本文抜粋 –
----------
2024年7月16日(火)

Wedge2023年10月号特集(ASEAN NOW)

2023年9月21日

ASEANにおける
経済統合の進捗

 15年末にAECが発足した。先立つ同年11月の首脳会議で、新たな目標「AECブループリント2025」を採択、5つの戦略目標と30の主要分野などを提示した。17年2月に承認された具体的な実行計画「AEC2025統合戦略的行動計画」 (18年改定)に基づき統合を進めている。

 物品貿易に関しては、10年1月に先進ASEAN加盟国6カ国(ブルネイ、インドネシア、マレーシア、フィリピン、シンガポール、タイ)、15年1月には新規加盟4カ国(カンボジア、ラオス、ミャンマー、ベトナム)でも、ほぼ全ての関税を撤廃(残る品目も18年1月までに撤廃)するなど、貿易自由化の点では高いレベルでの経済統合が実現している。他方、非関税障壁のほか、サービス貿易や投資などの分野では自由化が遅れており、こうした課題に引き続き取り組むことにより、統合のさらなる深化を目指している。
----------
データセット項目 –
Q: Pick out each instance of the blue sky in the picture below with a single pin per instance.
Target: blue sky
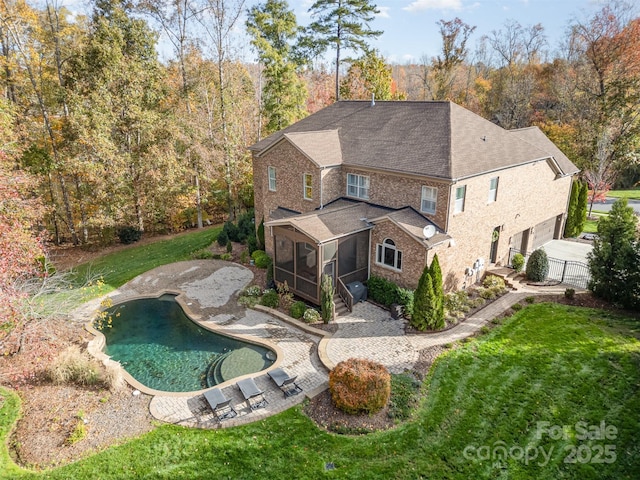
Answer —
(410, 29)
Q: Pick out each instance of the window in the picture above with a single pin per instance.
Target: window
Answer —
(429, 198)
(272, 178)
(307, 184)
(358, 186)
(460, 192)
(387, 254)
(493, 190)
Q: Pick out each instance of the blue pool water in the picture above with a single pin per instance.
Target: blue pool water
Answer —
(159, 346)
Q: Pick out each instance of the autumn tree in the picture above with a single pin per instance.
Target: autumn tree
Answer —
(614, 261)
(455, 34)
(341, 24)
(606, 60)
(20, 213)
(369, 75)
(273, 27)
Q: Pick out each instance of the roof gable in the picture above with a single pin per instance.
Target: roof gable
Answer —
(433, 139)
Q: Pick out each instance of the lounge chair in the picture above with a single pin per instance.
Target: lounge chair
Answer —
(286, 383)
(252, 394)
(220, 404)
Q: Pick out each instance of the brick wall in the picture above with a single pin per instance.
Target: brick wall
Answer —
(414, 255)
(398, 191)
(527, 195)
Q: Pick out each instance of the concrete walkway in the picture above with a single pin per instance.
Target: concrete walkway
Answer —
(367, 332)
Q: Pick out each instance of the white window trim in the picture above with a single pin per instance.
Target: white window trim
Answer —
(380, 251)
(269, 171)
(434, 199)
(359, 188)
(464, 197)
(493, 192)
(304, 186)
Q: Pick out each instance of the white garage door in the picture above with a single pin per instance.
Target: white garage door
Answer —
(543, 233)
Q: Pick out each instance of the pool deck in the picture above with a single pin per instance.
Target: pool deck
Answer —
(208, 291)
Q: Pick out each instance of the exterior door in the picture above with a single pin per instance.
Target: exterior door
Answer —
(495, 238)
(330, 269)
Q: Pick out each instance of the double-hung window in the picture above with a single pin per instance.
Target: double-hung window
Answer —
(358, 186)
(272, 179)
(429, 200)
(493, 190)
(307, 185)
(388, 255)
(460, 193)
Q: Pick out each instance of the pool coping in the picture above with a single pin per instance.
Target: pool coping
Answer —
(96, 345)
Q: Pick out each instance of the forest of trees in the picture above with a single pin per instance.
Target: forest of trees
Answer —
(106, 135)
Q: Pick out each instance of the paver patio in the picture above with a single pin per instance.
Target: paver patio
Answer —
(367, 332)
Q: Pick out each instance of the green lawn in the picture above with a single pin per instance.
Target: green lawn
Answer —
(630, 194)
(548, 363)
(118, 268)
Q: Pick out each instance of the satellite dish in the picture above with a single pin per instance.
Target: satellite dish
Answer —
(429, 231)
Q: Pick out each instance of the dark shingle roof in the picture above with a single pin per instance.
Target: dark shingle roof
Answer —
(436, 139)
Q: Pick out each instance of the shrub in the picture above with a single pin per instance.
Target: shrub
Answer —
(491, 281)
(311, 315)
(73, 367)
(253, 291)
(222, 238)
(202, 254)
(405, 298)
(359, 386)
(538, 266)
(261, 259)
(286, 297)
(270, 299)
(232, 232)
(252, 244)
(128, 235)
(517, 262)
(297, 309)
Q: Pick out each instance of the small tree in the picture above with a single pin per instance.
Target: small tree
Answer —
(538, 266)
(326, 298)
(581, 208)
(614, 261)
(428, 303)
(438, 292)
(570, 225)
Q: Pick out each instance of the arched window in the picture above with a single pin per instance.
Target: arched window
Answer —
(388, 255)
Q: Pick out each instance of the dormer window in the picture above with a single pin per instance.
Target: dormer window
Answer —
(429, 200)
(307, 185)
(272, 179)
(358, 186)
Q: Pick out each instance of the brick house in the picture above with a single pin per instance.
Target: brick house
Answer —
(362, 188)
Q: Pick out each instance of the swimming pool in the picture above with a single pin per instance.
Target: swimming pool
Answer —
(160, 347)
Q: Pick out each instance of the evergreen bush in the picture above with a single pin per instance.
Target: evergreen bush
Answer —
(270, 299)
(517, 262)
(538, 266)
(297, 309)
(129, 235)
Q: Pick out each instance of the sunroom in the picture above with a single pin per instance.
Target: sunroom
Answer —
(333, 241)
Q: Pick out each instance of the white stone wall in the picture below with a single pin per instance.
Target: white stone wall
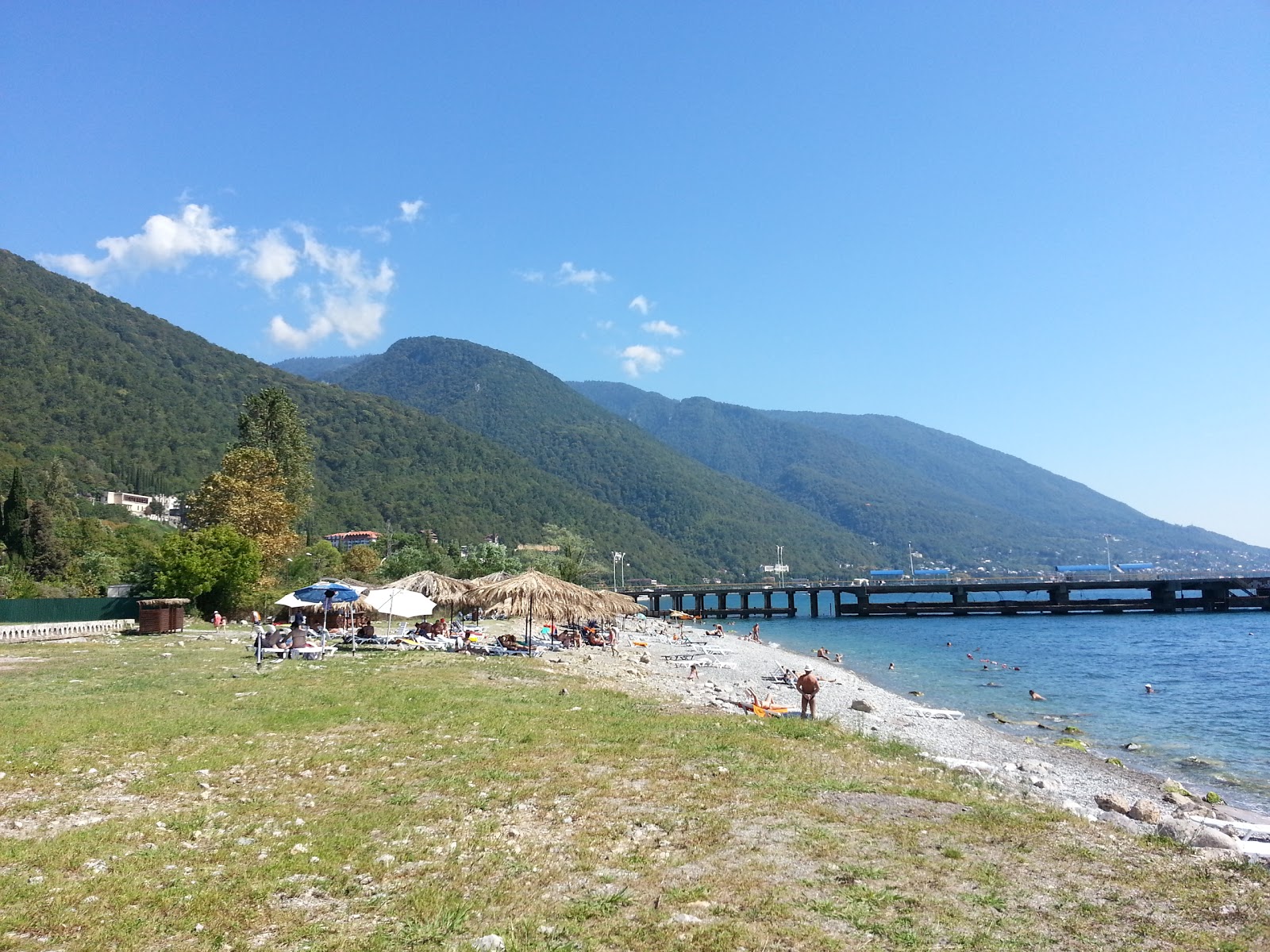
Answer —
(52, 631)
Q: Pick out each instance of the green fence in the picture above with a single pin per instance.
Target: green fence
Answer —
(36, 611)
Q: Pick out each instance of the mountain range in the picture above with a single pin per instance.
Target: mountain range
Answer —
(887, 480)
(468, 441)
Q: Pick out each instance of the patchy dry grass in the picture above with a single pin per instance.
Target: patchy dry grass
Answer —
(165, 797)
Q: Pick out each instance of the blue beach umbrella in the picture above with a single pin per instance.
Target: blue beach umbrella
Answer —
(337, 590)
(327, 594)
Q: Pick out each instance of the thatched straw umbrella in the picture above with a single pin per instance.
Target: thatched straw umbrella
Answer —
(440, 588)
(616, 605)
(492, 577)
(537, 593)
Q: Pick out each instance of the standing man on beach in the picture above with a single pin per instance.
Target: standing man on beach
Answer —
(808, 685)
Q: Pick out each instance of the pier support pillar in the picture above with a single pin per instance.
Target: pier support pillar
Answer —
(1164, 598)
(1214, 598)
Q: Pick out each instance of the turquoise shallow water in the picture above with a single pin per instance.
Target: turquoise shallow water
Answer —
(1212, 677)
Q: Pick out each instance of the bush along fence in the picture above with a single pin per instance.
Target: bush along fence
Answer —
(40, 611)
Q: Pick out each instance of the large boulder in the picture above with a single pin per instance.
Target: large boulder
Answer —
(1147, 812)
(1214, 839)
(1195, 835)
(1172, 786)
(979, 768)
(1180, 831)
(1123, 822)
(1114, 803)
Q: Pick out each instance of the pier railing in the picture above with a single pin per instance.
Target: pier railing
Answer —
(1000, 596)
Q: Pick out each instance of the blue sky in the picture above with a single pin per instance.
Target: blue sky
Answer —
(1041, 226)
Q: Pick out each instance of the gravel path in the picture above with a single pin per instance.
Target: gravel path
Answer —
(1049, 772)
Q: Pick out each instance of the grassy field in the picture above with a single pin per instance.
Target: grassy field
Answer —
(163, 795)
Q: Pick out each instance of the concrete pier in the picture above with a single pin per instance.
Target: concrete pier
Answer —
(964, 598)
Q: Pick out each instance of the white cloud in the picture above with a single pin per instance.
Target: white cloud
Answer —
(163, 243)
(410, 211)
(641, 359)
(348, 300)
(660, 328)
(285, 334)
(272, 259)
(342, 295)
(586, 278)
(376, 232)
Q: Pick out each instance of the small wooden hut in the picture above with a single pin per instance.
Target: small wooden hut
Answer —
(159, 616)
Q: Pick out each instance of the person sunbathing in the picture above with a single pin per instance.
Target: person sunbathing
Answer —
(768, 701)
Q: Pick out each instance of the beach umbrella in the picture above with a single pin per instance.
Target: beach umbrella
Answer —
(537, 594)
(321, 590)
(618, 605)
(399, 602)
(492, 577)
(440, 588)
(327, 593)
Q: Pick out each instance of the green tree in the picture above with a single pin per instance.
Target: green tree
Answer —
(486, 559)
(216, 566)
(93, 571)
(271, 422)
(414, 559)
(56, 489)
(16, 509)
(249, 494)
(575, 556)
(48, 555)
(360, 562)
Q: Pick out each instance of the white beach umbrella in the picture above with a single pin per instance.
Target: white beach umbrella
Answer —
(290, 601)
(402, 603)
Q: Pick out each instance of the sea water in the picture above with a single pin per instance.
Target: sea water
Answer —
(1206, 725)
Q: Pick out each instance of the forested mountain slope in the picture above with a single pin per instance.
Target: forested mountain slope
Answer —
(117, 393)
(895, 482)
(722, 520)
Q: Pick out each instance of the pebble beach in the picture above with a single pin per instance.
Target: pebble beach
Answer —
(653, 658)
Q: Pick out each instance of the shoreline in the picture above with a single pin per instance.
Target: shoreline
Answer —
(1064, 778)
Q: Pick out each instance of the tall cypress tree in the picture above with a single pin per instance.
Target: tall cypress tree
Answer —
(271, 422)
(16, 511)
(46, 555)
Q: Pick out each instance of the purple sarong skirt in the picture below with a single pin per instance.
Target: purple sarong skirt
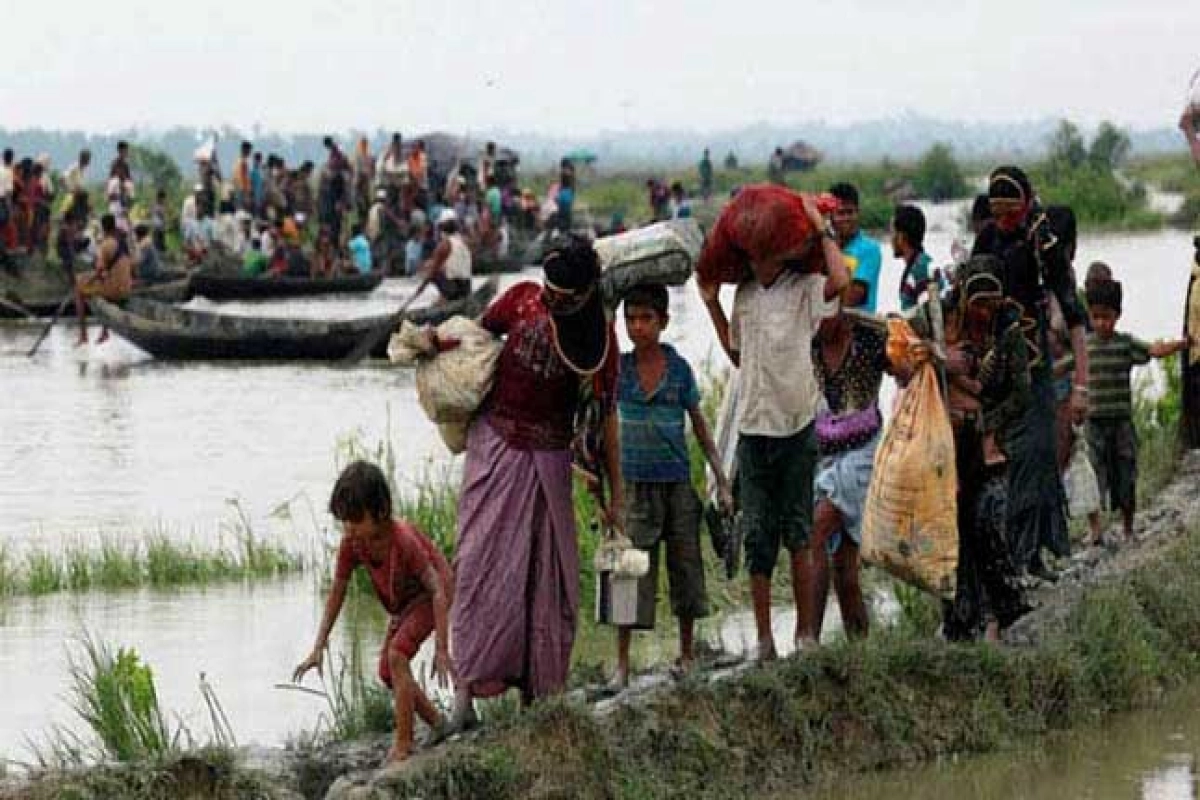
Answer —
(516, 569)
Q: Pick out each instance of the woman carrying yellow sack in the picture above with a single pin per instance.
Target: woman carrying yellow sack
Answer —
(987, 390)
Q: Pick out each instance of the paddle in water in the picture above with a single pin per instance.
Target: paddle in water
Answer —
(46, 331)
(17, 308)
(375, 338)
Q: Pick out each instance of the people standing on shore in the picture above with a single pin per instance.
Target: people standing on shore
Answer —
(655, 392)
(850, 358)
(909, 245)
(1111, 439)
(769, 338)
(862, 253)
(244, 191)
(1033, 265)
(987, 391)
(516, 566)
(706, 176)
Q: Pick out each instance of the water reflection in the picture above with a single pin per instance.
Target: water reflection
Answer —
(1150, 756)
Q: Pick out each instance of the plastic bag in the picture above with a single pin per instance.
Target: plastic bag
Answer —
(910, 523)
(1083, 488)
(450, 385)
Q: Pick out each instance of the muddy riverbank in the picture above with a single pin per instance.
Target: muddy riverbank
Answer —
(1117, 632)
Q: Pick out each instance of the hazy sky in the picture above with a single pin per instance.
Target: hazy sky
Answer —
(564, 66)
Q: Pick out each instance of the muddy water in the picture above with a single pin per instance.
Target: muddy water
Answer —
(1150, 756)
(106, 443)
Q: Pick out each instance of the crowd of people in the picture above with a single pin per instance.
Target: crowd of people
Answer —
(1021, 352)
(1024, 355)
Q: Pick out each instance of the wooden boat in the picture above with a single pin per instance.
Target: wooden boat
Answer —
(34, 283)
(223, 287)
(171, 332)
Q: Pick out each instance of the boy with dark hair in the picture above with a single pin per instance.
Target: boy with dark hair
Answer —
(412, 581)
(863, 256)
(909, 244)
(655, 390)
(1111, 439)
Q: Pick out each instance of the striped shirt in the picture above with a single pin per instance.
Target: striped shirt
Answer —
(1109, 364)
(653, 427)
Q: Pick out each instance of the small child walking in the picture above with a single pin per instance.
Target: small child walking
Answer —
----------
ASEANの経済統合に関する本文抜粋を、最後の一文の後から書き進めよ。

解答欄 –
 貿易分野では、域内の貿易関連手続きの電子化など、長年の課題で前進が見られている。特に、「ASEANシングルウィンドウ(ASW)」は、ASEAN進出日系企業がAECで最も期待する事項として長年指摘していた「税関手続きの簡素化」につながるものとして評価される。ASWは、各国の通関手続き窓口を一本化・電子化したナショナル・シングル・ウィンドウ(NSW)を各国間で相互に接続し、電子データの交換を行う電子プラットフォームである。従来、国ごとに異なる紙の書類を複数の窓口に提出し、通関担当者に通関手続きが左右されるケースも少なくなかったが、NSWおよびASWにより各国の通関申請書が統一化され、一回のデータ入力・送信で諸手続きを行うことができ、通関手続きにかかる時間やコストの削減、透明性の向上が見込まれる。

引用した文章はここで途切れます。